SELECTED PASSAGE:
# Milestone 1: Exploratory Data Analysis

**Authors**: __Khizer Zakir & Rodrigo Brust Santos__

__October 2023__
______


<a name="dataset-description" ></a>
## 1. Dataset Description 

**Objective** : Prediction/Interpolation of elemental concentrations

### 1.1 How the Dataset has been Collected?

The data was collected from the Brazilian Geological Survey (CPRM) in the folder of the [Destrito Zincífero de Vazante, Minas Gerais (MG), Brasil](https://rigeo.cprm.gov.br/handle/doc/19397) (_Zinc-enriched District of Vazante, Minas Gerais State, Brazil_), accronym `DZV`. The stream sediments dataset was requested by e-mail to CRPM and promptly disponibilized.

The dataset that will be explored is the Stream Sediments Geochemical Samples from DZV, which is a program that has been conducted in the northwest region of Minas Gerais State, Brazil, published in 2017 to aid exploration and development of mineral industry focused on **Zinc ore**. 

This dataset consists of `stream sediments`, which are sediment samples that are collected from a stream or body of water for geochemical analysis. Stream sediment sampling is considered a good first order approximation for mineral exploration, as catchment lithology (or, in layman's terms, the type of rock in the drainage area) is considered to be the main control on stream sediment geochemistry and therefore can indicate a mineral deposit upstream of the sample location.

PROVIDED DATA:
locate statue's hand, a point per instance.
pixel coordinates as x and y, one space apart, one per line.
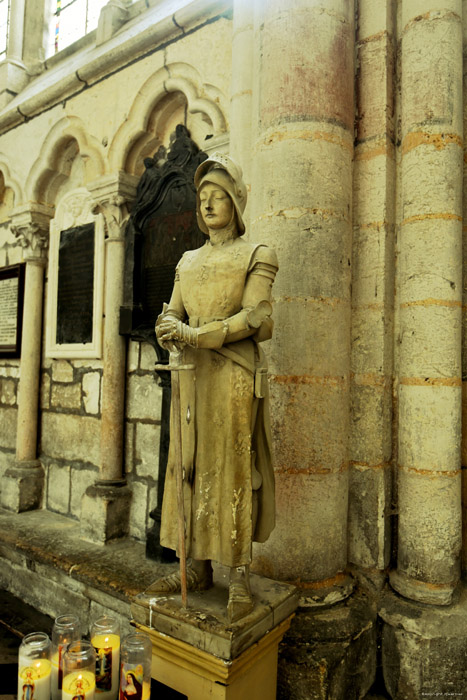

DIRECTION 1: From the dataset description, copy word for word the part starting at "The data was" and ending at "and promptly disponibilized.".
DIRECTION 2:
Answer these questions from the dataset description:
(a) In what year was the stream sediments program published?
(b) Which ore is the mineral industry in that program focused on?
(c) How was the stream sediments dataset requested from the survey?

TASK RESULT 1:
The data was collected from the Brazilian Geological Survey (CPRM) in the folder of the [Destrito Zincífero de Vazante, Minas Gerais (MG), Brasil](https://rigeo.cprm.gov.br/handle/doc/19397) (_Zinc-enriched District of Vazante, Minas Gerais State, Brazil_), accronym `DZV`. The stream sediments dataset was requested by e-mail to CRPM and promptly disponibilized.

TASK RESULT 2:
(a) 2017
(b) Zinc ore
(c) By e-mail